## Alıştırma görevi A
Aşağıdaki e-oruç yazısına göre (i), (ii) ve (iii) ifadelerinin her biri doğru mu? Her birine evet ya da hayır deyin ve yanına kararı veren sözleri yazıdan aynen alıntılayın.
(i) Yazar, oruçta yeme içmeye ara verildiği gibi başka alışkanlıklara da ara verilebileceğini düşünüyor.
(ii) Yazarın aklına ilk gelen alışkanlık sigara.
(iii) Yazı 2013 yılının temmuz ayına ait.

## Sayfa metni

26 Temmuz 2013 Cuma


e-Oruç

  Nasıl oruç tutarken yeme içme gibi ihtiyaçlara bir süre ara verip nefsimizi sınıyorsak aynı şeyi başka alışkanlıklar içinde yapabiliriz diye düşünüyorum. Bunlar içinde aklıma ilk gelen şey elektronik bağımlılık. Düşünsenize sosyal medya hesaplarınıza bakmadan, maillerinizi kontrol etmeden, cep telefonunuzu yanınıza almadan ne kadar bekleyebilirsiniz? En basiti cep telefonunun ekranına bakmadan ne kadar dayanabilirsiniz:)

## Alıştırma görevi B
Aşağıdaki veri kesitinde "Task: mark the white cloud" geçen satırdan "95], [19, 50]]" geçen satıra kadar her şeyi, iki uçtaki satırlar da dahil, hiç değiştirmeden yazıya geçirin.

## Veri kesiti
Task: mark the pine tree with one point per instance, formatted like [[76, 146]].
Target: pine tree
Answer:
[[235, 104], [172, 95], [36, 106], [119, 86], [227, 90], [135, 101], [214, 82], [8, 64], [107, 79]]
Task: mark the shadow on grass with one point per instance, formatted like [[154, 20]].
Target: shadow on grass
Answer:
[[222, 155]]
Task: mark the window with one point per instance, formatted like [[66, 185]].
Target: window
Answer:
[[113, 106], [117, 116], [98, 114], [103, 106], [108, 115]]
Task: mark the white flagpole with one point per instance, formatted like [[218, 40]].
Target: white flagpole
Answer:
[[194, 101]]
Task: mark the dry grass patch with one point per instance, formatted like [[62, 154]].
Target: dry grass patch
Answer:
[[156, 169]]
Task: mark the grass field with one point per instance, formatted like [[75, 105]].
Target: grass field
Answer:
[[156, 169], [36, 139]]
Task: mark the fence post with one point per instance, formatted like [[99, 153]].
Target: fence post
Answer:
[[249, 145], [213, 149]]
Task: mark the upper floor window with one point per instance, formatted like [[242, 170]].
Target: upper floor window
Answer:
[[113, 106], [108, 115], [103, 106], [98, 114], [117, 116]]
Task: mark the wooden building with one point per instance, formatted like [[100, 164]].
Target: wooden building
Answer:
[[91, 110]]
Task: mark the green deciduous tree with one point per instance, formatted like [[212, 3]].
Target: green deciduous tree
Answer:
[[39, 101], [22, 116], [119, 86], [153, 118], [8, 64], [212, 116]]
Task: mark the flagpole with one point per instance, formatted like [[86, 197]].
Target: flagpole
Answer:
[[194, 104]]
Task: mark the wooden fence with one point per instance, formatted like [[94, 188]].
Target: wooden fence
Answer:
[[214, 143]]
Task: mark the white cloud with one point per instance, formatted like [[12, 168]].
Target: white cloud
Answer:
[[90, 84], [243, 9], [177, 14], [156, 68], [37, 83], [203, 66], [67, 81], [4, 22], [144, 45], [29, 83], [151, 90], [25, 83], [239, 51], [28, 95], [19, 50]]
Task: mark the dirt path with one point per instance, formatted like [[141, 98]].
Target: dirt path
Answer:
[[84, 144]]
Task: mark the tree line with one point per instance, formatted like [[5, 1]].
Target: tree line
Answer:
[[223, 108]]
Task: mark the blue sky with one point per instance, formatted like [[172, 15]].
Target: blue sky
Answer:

## Tam yanıt A
(i) Evet: "Nasıl oruç tutarken yeme içme gibi ihtiyaçlara bir süre ara verip nefsimizi sınıyorsak aynı şeyi başka alışkanlıklar içinde yapabiliriz diye düşünüyorum."
(ii) Hayır: "Bunlar içinde aklıma ilk gelen şey elektronik bağımlılık."
(iii) Evet: "26 Temmuz 2013 Cuma"

## Tam yanıt B
Task: mark the white cloud with one point per instance, formatted like [[12, 168]].
Target: white cloud
Answer:
[[90, 84], [243, 9], [177, 14], [156, 68], [37, 83], [203, 66], [67, 81], [4, 22], [144, 45], [29, 83], [151, 90], [25, 83], [239, 51], [28, 95], [19, 50]]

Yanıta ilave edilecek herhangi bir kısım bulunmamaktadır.